======== Raw records
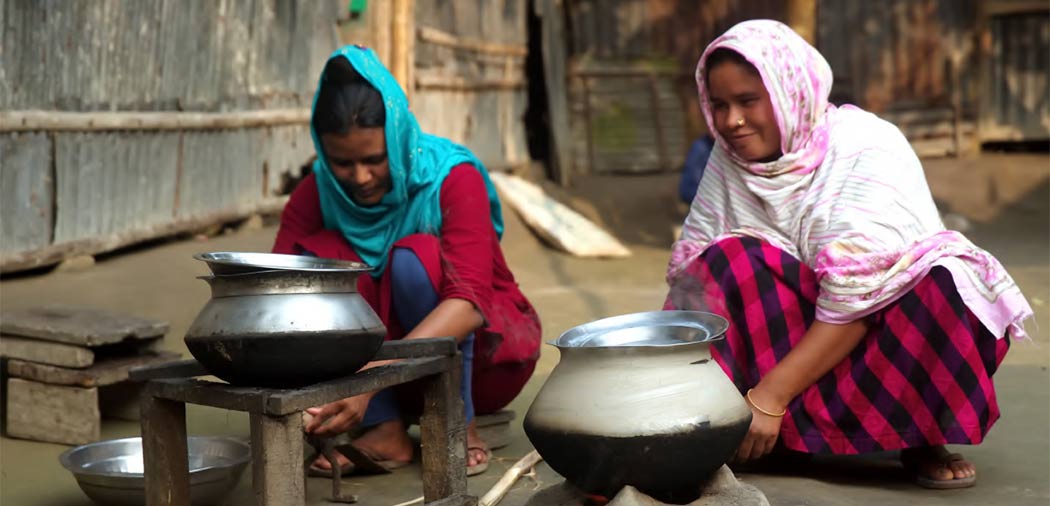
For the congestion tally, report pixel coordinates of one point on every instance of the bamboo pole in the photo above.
(461, 84)
(104, 121)
(402, 58)
(495, 494)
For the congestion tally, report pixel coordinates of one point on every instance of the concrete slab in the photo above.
(158, 281)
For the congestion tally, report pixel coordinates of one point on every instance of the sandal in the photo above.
(481, 466)
(359, 462)
(915, 465)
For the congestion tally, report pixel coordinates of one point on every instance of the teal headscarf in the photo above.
(419, 164)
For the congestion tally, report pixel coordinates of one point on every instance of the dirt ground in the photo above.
(1005, 197)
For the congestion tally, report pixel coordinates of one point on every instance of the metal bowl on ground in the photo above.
(284, 327)
(637, 400)
(110, 472)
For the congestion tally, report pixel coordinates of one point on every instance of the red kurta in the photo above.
(464, 262)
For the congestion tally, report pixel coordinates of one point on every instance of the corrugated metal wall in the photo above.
(117, 187)
(891, 54)
(169, 55)
(1016, 105)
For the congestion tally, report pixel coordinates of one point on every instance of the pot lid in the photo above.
(225, 262)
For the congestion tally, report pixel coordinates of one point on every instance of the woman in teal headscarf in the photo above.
(422, 212)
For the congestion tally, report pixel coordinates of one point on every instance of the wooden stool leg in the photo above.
(277, 473)
(165, 460)
(443, 436)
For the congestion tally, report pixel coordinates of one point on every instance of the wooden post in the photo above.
(403, 33)
(443, 435)
(278, 477)
(802, 18)
(165, 459)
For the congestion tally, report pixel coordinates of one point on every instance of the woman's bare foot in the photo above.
(477, 451)
(936, 467)
(386, 442)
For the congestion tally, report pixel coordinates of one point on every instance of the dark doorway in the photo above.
(537, 112)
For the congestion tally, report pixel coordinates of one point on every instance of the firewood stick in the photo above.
(495, 494)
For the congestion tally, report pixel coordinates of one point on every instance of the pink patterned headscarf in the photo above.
(799, 81)
(847, 196)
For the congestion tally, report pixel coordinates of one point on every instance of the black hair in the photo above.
(725, 55)
(345, 100)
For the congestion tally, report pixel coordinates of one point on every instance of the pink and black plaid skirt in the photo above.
(921, 377)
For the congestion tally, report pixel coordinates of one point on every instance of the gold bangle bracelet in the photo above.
(763, 412)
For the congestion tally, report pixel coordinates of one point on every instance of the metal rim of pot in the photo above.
(699, 327)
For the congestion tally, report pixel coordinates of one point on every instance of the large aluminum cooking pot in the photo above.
(282, 320)
(636, 400)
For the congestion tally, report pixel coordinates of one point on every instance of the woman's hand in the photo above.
(337, 417)
(764, 428)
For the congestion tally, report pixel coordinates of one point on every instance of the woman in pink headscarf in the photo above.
(858, 322)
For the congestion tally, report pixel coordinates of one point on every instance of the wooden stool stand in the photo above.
(276, 423)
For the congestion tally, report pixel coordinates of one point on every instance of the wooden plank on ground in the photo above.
(180, 369)
(562, 227)
(103, 373)
(45, 352)
(39, 412)
(86, 327)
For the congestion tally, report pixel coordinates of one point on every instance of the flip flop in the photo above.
(481, 466)
(952, 483)
(359, 463)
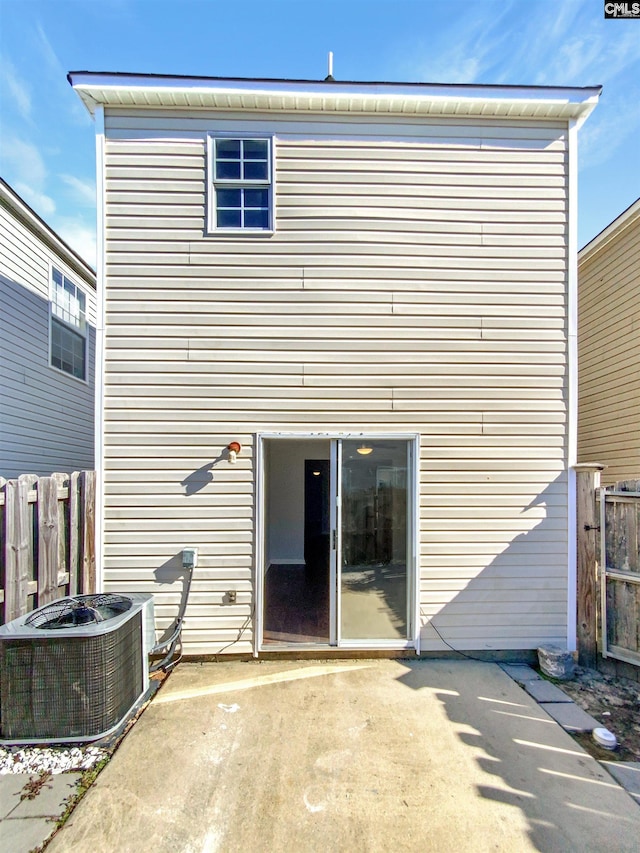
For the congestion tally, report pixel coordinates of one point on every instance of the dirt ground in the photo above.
(614, 702)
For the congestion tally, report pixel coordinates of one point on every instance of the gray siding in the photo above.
(416, 282)
(46, 416)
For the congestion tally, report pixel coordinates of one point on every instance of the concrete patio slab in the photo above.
(545, 691)
(628, 774)
(570, 716)
(22, 835)
(371, 755)
(520, 672)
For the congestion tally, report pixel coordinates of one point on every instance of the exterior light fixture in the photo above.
(365, 449)
(234, 448)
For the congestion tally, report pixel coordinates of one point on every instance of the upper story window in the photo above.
(68, 326)
(241, 192)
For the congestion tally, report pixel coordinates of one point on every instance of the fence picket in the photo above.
(88, 497)
(47, 529)
(47, 562)
(74, 533)
(621, 614)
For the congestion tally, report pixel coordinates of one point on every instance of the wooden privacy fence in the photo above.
(620, 571)
(608, 568)
(47, 540)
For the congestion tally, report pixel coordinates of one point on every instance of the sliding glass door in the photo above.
(375, 541)
(338, 552)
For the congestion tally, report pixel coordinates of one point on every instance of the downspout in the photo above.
(572, 376)
(100, 342)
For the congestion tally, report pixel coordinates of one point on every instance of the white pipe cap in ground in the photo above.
(605, 738)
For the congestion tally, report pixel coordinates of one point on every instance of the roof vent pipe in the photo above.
(330, 78)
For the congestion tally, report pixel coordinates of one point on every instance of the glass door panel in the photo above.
(374, 537)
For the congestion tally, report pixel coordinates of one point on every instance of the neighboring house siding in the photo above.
(416, 282)
(46, 417)
(609, 352)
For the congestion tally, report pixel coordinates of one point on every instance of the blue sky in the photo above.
(46, 137)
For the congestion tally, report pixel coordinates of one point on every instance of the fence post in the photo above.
(88, 511)
(587, 481)
(48, 533)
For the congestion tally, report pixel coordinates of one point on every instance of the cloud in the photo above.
(56, 78)
(80, 235)
(48, 54)
(43, 205)
(16, 88)
(84, 192)
(606, 130)
(590, 53)
(22, 161)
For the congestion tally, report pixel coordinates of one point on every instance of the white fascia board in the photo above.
(371, 97)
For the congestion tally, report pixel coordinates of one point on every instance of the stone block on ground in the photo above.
(556, 662)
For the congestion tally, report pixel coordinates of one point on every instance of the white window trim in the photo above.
(212, 229)
(74, 280)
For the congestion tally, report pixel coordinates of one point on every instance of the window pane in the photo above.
(67, 350)
(256, 218)
(228, 170)
(229, 198)
(256, 198)
(229, 218)
(228, 148)
(256, 149)
(256, 171)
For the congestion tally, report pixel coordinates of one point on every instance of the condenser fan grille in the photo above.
(65, 687)
(79, 610)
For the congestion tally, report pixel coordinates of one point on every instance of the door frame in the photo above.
(413, 560)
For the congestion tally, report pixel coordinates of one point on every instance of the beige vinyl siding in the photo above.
(609, 353)
(46, 417)
(416, 282)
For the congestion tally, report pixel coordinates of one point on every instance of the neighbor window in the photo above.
(68, 326)
(241, 184)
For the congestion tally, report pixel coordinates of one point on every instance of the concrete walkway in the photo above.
(349, 756)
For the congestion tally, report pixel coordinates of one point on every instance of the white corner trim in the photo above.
(100, 333)
(572, 378)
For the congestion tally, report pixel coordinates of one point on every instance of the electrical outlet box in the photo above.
(189, 558)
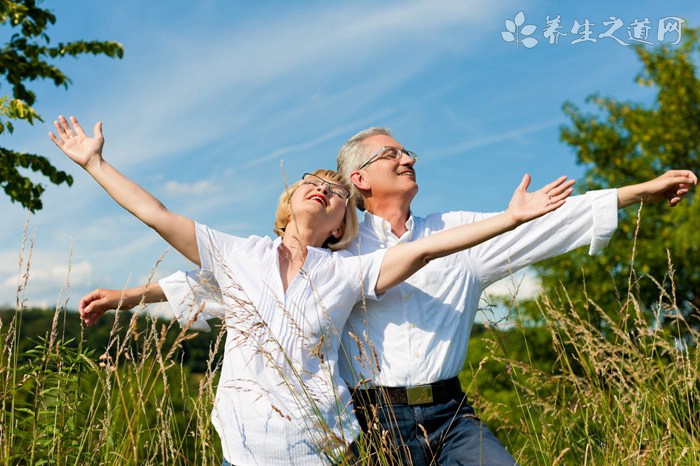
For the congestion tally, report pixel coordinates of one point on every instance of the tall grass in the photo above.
(622, 386)
(130, 403)
(625, 392)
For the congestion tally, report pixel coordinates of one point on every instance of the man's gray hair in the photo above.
(354, 153)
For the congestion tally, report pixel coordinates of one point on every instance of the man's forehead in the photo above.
(379, 140)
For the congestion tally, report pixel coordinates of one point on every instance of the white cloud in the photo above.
(197, 188)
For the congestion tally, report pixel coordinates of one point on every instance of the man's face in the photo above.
(387, 176)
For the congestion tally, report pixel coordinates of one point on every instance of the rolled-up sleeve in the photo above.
(589, 219)
(194, 298)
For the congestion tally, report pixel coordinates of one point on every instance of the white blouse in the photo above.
(280, 399)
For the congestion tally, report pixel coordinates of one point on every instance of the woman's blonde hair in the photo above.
(351, 225)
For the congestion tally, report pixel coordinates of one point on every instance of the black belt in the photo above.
(437, 392)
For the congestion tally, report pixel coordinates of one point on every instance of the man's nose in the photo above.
(407, 159)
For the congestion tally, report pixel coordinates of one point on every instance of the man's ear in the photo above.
(359, 180)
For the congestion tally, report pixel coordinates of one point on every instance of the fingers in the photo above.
(97, 130)
(554, 184)
(55, 139)
(554, 205)
(76, 125)
(563, 189)
(63, 127)
(689, 176)
(525, 183)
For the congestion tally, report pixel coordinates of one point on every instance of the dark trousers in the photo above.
(445, 433)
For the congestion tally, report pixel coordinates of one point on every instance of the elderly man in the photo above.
(403, 353)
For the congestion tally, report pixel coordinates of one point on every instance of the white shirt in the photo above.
(280, 399)
(418, 333)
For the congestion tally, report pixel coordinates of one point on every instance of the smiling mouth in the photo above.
(320, 199)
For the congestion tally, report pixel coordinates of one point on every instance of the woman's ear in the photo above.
(338, 232)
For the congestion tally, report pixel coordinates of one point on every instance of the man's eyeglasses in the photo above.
(391, 153)
(333, 188)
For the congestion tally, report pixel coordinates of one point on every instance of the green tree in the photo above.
(622, 143)
(25, 57)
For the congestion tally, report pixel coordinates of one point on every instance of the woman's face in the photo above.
(322, 202)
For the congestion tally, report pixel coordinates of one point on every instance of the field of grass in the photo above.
(575, 385)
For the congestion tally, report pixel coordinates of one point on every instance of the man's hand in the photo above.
(671, 186)
(77, 145)
(526, 206)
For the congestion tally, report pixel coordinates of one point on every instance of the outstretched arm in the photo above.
(405, 259)
(94, 304)
(671, 186)
(86, 151)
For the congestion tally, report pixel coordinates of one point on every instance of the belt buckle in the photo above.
(419, 395)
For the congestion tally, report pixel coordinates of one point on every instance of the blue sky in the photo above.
(212, 97)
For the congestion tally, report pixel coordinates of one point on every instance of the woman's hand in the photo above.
(77, 145)
(94, 304)
(525, 206)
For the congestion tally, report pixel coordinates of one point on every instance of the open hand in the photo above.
(77, 145)
(671, 186)
(94, 304)
(525, 206)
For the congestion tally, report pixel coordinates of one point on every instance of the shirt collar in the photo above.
(382, 228)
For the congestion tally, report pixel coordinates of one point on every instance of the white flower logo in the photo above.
(514, 32)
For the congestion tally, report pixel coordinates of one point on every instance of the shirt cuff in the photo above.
(604, 207)
(181, 296)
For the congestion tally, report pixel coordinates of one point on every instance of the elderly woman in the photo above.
(280, 399)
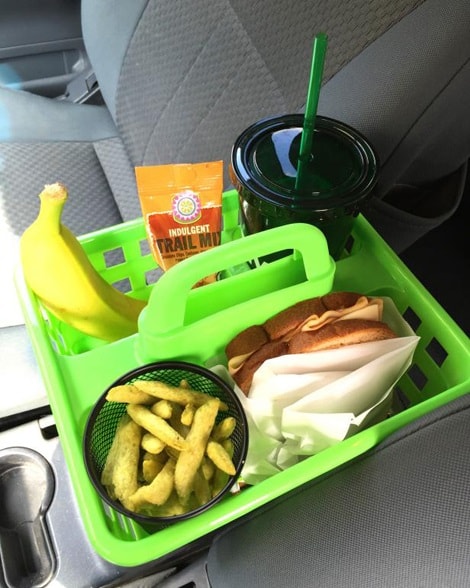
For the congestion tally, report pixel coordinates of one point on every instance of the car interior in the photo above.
(89, 91)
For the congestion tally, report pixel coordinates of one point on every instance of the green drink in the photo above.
(338, 178)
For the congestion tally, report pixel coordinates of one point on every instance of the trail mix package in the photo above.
(182, 208)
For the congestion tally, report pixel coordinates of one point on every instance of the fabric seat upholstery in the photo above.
(182, 80)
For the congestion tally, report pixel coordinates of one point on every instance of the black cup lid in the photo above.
(342, 168)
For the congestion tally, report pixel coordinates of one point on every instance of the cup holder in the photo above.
(26, 489)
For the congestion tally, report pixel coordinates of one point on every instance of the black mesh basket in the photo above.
(103, 420)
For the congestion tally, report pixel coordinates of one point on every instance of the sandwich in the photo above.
(320, 323)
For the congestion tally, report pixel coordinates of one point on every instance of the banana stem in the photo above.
(52, 198)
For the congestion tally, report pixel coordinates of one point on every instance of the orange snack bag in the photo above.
(182, 208)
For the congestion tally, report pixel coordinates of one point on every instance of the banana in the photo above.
(58, 271)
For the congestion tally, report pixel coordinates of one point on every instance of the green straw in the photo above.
(313, 94)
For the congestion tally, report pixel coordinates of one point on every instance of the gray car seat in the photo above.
(181, 80)
(397, 516)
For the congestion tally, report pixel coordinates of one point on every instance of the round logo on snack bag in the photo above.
(186, 207)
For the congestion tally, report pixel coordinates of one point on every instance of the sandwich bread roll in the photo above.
(323, 322)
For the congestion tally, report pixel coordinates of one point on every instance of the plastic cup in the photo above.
(339, 178)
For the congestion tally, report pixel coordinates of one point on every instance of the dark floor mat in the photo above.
(440, 260)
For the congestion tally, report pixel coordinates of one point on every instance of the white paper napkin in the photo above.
(301, 404)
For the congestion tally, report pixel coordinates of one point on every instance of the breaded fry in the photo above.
(190, 459)
(216, 452)
(162, 408)
(179, 395)
(207, 468)
(152, 444)
(129, 394)
(158, 491)
(188, 414)
(124, 472)
(152, 465)
(156, 425)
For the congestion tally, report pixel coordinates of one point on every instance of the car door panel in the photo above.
(41, 45)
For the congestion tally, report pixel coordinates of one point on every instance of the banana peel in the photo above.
(58, 271)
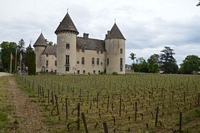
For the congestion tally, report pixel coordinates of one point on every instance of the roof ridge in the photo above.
(40, 41)
(115, 33)
(66, 25)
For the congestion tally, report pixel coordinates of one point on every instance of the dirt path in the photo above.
(27, 113)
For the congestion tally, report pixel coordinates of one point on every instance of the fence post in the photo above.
(84, 122)
(105, 127)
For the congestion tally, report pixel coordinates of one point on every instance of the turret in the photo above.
(40, 46)
(66, 46)
(115, 47)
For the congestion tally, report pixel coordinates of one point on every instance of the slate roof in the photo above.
(90, 44)
(40, 41)
(50, 50)
(66, 25)
(115, 33)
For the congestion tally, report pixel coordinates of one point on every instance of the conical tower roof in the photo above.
(115, 33)
(40, 41)
(66, 25)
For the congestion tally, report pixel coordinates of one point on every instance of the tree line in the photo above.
(12, 53)
(165, 62)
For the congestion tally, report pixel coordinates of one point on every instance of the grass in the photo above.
(3, 103)
(148, 90)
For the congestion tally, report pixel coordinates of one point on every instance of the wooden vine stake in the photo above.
(66, 104)
(56, 98)
(84, 122)
(108, 103)
(180, 123)
(156, 121)
(120, 106)
(105, 127)
(52, 99)
(135, 111)
(48, 96)
(78, 116)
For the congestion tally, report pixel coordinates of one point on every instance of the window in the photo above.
(92, 61)
(67, 46)
(121, 51)
(107, 61)
(83, 60)
(67, 59)
(121, 69)
(83, 49)
(121, 61)
(47, 63)
(67, 69)
(97, 61)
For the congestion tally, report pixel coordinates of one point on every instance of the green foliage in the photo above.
(141, 66)
(190, 63)
(6, 49)
(167, 61)
(30, 60)
(132, 56)
(114, 73)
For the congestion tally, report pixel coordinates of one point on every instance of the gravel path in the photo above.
(4, 74)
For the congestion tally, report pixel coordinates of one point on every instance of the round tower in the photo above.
(39, 46)
(66, 46)
(115, 48)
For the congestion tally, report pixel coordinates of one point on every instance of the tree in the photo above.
(132, 56)
(153, 63)
(190, 63)
(30, 60)
(143, 65)
(167, 61)
(6, 49)
(21, 45)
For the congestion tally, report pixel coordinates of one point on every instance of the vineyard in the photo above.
================
*Exercise details*: In the listing above, find the line with "the window in the photo above." and set down that line and all after it exactly, through the final line.

*Result of this task*:
For the congestion tally, report pixel coordinates of one point on every instance of the window in the photo above.
(92, 61)
(67, 46)
(121, 51)
(107, 61)
(83, 60)
(67, 59)
(121, 69)
(83, 49)
(121, 61)
(47, 63)
(67, 69)
(97, 61)
For the congestion tally, report pixel coordinates of one point on every instance of the green foliage in the photo above.
(141, 66)
(190, 63)
(6, 49)
(167, 61)
(30, 60)
(132, 56)
(114, 73)
For the congestion tally, report pixel coordinates of one point on every instance of the gravel path in the photo above.
(4, 74)
For the congestion tally, report pixel coordinates of one point on every instance of the round tower in the photo above.
(39, 46)
(66, 46)
(115, 48)
For the congestion tally, report pixel coordinates of one point on every instance of the tree in the photo above.
(132, 56)
(153, 63)
(190, 63)
(30, 60)
(143, 65)
(167, 61)
(6, 49)
(21, 45)
For the congestion tally, report pixel coordinates of one point on every instance of the vineyard in the photo above.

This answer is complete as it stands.